> [APLIQUE A LEITURA]
1 – Qual obra o trecho da página cita como exemplo clássico de tradução de nomes de personagens?
2 – Copie a parte do trecho da página que começa nas palavras "Essa figura contém" e termina depois de "meus conhecimento pokemonísticos.".

> [TRECHO DA PÁGINA]
◇ ◇ ◇ ◇ ◇ ◇ ◇

Acima: uma árvore muito macho. Pega no meu carvalho.
E aí? Professor Carvalho ou Professor Orquídea?

Essa figura contém uma mensagem subliminar que logo será apontada por padres e pastores.
(Como diz um amigo meu, sob certa perspectiva, um buquê de flores é um belo ramalhete de órgãos sexuais decepados. Durmam com essa agora!)

Isso é até onde vão meus conhecimento pokemonísticos.
Ah, nostalgia, nostalgia... e vontade de jogar!:)
Jaa~!

quinta-feira, 17 de fevereiro de 2011

Pokémon em Tradução I

É, no mínimo, interessante - como tradutora/estudante de tradução - notar que quando um produto envolve o público infantil, os tradutores decidem versar o nome de certos personagens. Harry Potter é um exemplo clássico. Eu tenho que admitir que, como leitora, ODEIO essa prática. Claro, tem o mérito de tentar trazer para a nossa língua um trocadilho infame e oferecer uma informação interessante sobre aquele personagem. Mas não deixa de ser uma simplificação da sonoridade – e, às vezes, a sonoridade é mais interessante que o significado.

◇ ◇ ◇ ◇ ◇ ◇ ◇

> [LINHAS DE DADOS]

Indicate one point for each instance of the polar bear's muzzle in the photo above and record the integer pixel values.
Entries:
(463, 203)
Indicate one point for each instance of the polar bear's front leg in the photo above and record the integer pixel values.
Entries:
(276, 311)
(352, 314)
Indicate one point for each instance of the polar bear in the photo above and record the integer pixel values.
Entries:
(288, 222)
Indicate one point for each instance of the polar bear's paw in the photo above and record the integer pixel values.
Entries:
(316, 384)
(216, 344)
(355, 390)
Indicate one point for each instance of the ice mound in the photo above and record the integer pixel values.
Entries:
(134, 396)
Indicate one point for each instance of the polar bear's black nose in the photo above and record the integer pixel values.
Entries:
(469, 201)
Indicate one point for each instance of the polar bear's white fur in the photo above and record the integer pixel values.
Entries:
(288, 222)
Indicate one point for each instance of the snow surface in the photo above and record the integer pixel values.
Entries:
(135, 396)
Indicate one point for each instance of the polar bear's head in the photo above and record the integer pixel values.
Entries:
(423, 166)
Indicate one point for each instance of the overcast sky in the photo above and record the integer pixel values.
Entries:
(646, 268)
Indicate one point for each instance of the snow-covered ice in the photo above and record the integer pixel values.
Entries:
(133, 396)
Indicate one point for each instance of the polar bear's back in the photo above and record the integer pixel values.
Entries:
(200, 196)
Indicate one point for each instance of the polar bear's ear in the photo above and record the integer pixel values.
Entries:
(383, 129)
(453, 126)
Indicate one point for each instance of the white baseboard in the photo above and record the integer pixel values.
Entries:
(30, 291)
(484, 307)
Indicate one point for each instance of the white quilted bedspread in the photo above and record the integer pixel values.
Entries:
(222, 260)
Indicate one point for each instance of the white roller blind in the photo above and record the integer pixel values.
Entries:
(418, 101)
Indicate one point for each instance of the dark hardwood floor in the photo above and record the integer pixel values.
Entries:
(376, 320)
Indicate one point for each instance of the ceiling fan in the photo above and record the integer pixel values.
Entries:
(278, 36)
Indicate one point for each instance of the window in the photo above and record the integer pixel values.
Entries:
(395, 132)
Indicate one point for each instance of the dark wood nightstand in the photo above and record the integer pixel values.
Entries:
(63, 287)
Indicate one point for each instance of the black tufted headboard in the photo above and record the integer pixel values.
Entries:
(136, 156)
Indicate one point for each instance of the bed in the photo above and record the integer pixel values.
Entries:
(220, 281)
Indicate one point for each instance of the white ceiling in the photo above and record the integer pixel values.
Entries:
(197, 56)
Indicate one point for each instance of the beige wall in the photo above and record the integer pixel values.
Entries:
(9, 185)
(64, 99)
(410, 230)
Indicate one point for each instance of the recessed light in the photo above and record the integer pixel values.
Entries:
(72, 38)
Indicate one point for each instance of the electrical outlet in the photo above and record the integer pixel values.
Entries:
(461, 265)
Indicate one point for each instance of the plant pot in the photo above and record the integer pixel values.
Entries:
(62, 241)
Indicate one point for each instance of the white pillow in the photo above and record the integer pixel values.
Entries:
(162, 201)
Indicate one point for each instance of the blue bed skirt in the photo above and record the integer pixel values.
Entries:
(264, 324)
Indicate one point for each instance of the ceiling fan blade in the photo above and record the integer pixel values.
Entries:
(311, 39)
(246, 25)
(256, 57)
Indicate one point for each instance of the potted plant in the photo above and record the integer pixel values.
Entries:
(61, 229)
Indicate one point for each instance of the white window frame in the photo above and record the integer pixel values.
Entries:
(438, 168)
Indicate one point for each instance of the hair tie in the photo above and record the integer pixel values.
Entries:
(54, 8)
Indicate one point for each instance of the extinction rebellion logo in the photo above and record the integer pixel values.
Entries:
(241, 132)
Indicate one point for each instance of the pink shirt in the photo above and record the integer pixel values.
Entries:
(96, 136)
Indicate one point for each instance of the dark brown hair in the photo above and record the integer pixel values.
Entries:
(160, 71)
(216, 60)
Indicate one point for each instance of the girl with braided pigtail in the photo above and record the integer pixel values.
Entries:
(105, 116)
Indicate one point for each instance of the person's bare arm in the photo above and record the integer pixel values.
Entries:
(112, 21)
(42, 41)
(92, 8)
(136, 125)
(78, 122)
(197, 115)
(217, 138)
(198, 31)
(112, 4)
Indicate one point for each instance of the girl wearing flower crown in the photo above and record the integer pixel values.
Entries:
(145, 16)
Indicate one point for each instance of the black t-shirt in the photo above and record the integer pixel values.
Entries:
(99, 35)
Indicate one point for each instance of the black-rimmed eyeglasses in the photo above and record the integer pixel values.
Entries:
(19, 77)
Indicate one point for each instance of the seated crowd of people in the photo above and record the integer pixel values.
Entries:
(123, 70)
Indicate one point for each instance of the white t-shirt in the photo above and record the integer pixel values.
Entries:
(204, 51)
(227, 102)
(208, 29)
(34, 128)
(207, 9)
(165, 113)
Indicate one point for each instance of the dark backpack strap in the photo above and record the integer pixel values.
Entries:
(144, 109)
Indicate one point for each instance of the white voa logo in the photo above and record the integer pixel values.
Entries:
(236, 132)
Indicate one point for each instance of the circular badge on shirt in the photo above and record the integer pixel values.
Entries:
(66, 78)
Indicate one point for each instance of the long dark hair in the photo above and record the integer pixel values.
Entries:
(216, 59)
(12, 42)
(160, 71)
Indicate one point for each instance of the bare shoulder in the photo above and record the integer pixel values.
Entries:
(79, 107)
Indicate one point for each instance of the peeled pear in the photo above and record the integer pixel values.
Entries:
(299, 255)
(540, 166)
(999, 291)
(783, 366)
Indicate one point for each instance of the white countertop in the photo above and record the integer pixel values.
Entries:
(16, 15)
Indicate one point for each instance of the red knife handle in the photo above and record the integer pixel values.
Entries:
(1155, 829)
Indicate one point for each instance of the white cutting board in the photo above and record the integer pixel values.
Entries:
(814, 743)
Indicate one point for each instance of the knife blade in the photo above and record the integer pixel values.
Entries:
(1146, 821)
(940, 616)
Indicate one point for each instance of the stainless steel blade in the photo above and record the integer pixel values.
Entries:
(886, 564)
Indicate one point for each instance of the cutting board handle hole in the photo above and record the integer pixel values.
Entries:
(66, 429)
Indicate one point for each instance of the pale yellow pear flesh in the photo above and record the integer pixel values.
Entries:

◇ ◇ ◇ ◇ ◇ ◇ ◇

> [RESPOSTAS ÀS TAREFAS]
1 – Harry Potter.

2 –
Essa figura contém uma mensagem subliminar que logo será apontada por padres e pastores.
(Como diz um amigo meu, sob certa perspectiva, um buquê de flores é um belo ramalhete de órgãos sexuais decepados. Durmam com essa agora!)

Isso é até onde vão meus conhecimento pokemonísticos.